#### Deine Aufgabe:
Gib an, in wie vielen der Zeilen unten die Zeichenfolge „locate“ vorkommt, und nenne nur die Zahl. Groß- und Kleinschreibung wird unterschieden.

================

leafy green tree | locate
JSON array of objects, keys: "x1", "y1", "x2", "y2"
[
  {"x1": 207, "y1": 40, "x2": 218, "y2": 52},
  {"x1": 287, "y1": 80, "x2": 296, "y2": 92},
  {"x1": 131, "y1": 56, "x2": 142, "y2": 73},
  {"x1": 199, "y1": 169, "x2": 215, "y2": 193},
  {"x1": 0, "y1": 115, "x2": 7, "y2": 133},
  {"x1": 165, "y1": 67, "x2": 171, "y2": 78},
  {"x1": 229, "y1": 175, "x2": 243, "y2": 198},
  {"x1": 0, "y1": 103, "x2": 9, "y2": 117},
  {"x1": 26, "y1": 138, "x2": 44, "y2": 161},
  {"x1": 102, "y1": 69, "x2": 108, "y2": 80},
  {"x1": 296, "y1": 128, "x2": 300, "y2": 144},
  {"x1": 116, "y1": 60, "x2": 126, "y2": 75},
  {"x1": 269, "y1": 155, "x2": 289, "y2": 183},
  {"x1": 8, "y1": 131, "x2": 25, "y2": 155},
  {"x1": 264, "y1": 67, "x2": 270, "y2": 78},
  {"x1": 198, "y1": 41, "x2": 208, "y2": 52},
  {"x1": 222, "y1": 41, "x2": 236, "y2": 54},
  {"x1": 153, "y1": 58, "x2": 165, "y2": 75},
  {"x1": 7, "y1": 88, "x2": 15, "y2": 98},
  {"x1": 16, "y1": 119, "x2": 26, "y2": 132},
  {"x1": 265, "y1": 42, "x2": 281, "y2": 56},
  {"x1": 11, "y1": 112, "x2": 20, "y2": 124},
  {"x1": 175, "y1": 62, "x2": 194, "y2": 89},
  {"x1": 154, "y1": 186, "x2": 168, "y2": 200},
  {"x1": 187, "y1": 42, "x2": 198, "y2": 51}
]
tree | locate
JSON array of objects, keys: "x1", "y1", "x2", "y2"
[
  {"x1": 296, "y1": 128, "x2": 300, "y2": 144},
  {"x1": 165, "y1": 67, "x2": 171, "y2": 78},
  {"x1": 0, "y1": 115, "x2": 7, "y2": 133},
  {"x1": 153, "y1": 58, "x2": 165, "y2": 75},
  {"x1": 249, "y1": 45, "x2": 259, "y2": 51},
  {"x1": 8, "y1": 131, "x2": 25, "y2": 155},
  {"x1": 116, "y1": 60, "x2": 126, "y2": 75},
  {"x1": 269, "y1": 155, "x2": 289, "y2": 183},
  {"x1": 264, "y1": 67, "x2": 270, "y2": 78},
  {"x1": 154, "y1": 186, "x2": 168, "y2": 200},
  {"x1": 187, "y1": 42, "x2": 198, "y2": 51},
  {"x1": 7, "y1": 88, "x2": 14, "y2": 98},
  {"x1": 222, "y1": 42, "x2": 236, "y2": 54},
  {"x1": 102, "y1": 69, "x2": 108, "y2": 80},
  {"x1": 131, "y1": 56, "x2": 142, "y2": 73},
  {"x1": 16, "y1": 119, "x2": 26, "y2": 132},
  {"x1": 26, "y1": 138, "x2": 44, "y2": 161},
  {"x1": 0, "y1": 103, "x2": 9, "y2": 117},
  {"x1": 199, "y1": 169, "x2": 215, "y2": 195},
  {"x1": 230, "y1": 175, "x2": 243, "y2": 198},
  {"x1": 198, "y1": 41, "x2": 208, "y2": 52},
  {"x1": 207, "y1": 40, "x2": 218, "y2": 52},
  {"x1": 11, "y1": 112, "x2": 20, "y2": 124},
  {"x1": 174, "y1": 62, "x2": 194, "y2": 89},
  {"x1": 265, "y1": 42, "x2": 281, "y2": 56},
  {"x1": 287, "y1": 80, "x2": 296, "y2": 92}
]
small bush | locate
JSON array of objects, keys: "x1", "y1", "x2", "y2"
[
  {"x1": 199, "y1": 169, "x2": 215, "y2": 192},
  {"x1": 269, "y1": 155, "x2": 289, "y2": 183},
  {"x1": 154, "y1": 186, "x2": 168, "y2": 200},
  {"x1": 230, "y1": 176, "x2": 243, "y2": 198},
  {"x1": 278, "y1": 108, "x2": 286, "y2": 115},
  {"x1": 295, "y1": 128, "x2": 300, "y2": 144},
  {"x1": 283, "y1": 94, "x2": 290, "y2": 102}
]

================

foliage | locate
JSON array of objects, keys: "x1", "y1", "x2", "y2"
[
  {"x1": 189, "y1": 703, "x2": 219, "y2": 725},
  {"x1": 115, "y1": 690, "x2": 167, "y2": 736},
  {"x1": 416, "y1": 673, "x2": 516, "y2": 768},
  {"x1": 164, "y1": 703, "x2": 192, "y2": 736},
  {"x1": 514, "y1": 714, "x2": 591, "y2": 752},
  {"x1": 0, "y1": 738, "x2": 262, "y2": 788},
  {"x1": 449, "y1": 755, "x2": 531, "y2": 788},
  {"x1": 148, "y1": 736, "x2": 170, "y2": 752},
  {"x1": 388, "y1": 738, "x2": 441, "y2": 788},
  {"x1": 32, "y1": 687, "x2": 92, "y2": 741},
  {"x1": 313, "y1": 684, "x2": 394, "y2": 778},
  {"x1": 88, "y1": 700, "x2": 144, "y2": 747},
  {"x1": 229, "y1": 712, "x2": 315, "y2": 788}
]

================

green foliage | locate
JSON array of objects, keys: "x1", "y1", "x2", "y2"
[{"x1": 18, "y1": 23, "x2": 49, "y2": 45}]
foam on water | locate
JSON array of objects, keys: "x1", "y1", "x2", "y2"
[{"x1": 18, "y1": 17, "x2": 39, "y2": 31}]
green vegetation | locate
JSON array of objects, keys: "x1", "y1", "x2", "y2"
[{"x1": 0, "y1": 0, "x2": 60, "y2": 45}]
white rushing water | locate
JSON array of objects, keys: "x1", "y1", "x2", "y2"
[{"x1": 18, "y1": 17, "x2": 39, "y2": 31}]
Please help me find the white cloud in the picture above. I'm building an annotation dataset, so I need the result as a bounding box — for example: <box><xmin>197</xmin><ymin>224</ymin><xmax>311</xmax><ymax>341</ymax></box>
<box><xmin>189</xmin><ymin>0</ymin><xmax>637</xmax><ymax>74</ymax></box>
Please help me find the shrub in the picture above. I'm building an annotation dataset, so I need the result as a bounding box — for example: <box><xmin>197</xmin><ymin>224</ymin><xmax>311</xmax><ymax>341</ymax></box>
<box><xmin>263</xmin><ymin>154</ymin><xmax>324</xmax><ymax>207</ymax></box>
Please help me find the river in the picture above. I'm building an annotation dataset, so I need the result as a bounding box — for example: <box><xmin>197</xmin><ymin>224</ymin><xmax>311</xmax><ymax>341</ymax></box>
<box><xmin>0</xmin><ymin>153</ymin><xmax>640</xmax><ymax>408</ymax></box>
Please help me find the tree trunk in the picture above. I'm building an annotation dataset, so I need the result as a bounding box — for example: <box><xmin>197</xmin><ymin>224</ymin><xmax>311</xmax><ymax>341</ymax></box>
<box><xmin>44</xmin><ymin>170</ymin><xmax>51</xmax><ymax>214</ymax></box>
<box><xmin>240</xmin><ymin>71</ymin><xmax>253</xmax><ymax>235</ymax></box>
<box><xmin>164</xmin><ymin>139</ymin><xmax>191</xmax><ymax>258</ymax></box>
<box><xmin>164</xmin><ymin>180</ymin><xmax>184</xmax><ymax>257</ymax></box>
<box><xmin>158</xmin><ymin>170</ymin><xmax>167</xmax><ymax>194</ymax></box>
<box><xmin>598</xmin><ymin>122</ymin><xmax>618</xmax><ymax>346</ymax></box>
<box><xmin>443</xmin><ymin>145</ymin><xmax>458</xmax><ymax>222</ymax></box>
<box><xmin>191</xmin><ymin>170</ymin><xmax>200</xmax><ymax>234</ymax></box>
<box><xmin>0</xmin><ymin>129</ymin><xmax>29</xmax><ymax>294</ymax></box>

================

#### Ergebnis:
8